*Directions*: In the book description of Henry James and the Promise of Fiction, which four thinkers does it name as treating the question of the promise as central?

*Excerpt to read*:
+--
Henry James and the Promise of Fiction

Stuart Burrows

Henry James has long been recognized as one of the most important theorists of the novel. His extensive reflections on fiction, together with his overriding concern with questions of ethics, explains why his work is of such of importance to contemporary novelists, such as Rachel Cusk, Maggie Nelson, and Ali Smith. But no critic has as yet attempted to understand the relationship between his ethical vision and his densely metaphorical style, his experiments with narrative time, and his radical reimagining of perspective. Studies of the relationship between literature and morality, in James as in other writers, have focused up until now on questions of plot, on what happens to the characters and how they act toward each other. My study, in contrast, argues that the moral issues raised by a work of fiction are as much a product of its form as of its content. Henry James and the Promise of Fiction proposes that James’s radical experiments with questions of point of view, narrative voice, and metaphor should be viewed as a contribution to ethical thought, a contribution only close reading is able to make evident.

Each chapter of Henry James and the Promise of Fiction focuses on a different aspect of an issue that has long been at the heart of moral philosophy: the act of promising, which I argue functions as the governing trope of James’s work. The question of the promise is central to the thinking of David Hume, Immanuel Kant, Friedrich Nietzsche, and Jacques Derrida, and their competing definitions, denigrations, and dismissals of the promise provide the framework for my readings of James’s fiction. For Hume, the obligation to keep our promises is a product of the imperative to maintain “the climate of trust” essential to the workings of society. Yet as Robert Pippin observes in Henry James and Modern Moral Life (Cambridge, 2000), James’s characters have “little basis even for a minimum trust.” How then can we account of the fact that promises play a key role in so many of James’s stories and novels? I am thinking of the pledge Isabel Archer issues to her step-daughter Pansy that she will “come back” in The Portrait of a Lady; the “vow of blind obedience” sworn by Hyacinth Robinson to a group of anarchists in The Princess Casamassima; the oath Lambert Strether makes to ‘save’ Madame de Vionnet in The Ambassadors; the vow to shield Adam and Maggie Verver from knowledge of their affair taken by the Prince and Charlotte Stant in The Golden Bowl.
+--
*Provided material*:
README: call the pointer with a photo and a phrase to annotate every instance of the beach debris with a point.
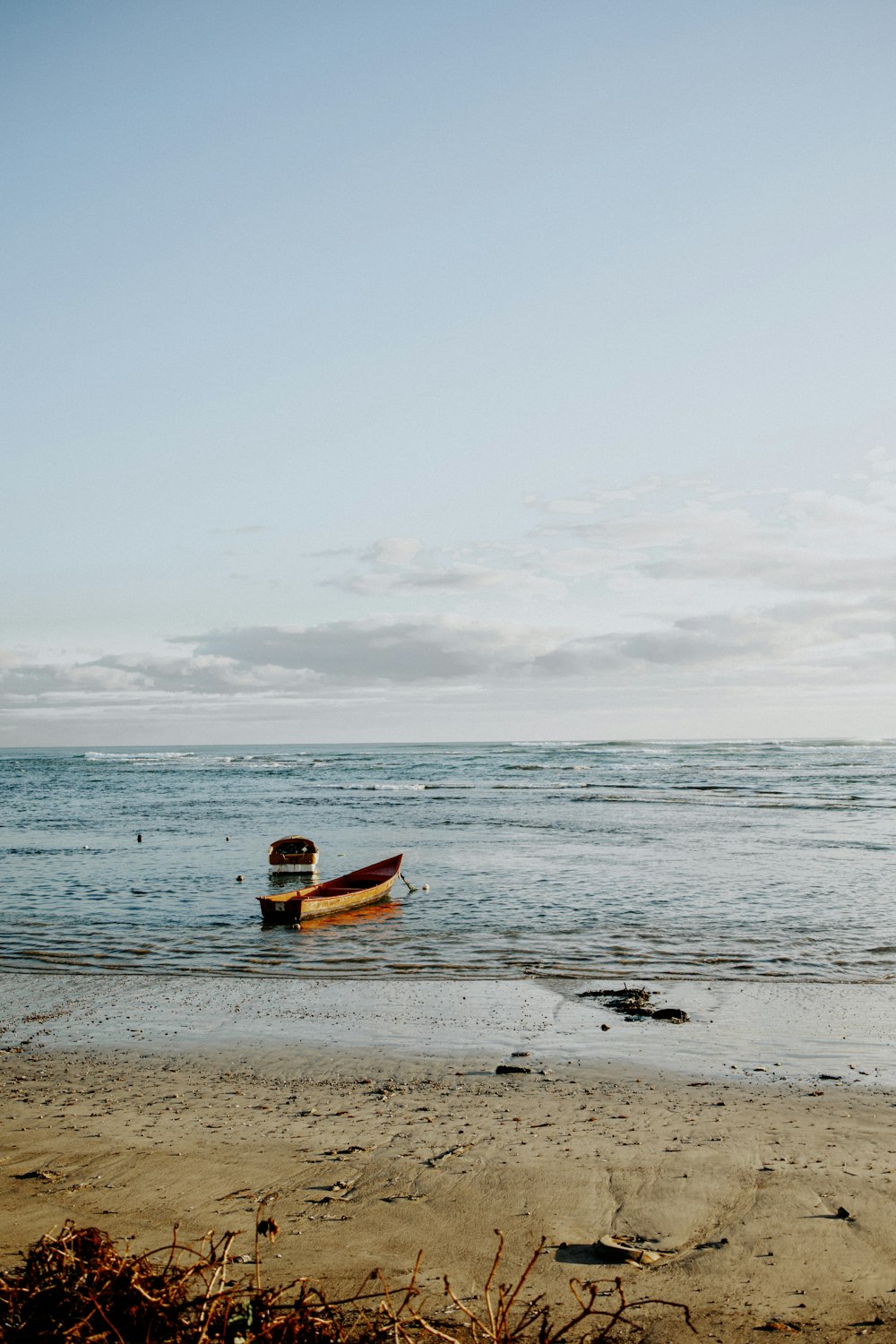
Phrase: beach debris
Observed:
(77, 1285)
(449, 1152)
(626, 1249)
(634, 1003)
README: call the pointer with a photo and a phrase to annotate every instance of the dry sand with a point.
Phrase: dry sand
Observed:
(139, 1104)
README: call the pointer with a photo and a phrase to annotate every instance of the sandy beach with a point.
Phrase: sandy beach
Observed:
(735, 1142)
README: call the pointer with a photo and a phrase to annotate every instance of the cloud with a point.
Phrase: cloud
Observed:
(669, 589)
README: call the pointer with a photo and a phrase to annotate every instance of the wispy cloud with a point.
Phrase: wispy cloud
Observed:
(669, 589)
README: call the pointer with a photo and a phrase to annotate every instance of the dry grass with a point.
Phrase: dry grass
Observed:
(78, 1288)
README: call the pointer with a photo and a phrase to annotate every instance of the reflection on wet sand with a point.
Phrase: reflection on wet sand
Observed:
(367, 914)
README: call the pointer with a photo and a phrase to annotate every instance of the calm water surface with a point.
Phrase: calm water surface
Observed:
(556, 859)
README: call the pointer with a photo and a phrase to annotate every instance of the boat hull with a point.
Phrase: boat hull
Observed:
(351, 892)
(293, 854)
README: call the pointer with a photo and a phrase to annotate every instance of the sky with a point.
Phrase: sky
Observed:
(446, 371)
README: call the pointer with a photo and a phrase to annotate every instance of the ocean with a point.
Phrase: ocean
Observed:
(726, 860)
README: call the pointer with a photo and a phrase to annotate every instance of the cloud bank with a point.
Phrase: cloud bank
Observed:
(642, 594)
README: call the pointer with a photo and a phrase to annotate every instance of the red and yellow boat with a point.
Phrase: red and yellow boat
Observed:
(362, 887)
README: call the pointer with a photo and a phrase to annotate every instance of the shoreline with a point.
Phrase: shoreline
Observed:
(783, 1030)
(140, 1104)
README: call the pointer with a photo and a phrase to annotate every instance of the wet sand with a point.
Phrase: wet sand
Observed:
(376, 1115)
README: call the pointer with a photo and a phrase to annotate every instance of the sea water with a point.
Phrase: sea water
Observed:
(578, 859)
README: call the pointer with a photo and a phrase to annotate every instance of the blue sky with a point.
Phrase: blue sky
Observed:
+--
*Written solution*: David Hume, Immanuel Kant, Friedrich Nietzsche, and Jacques Derrida.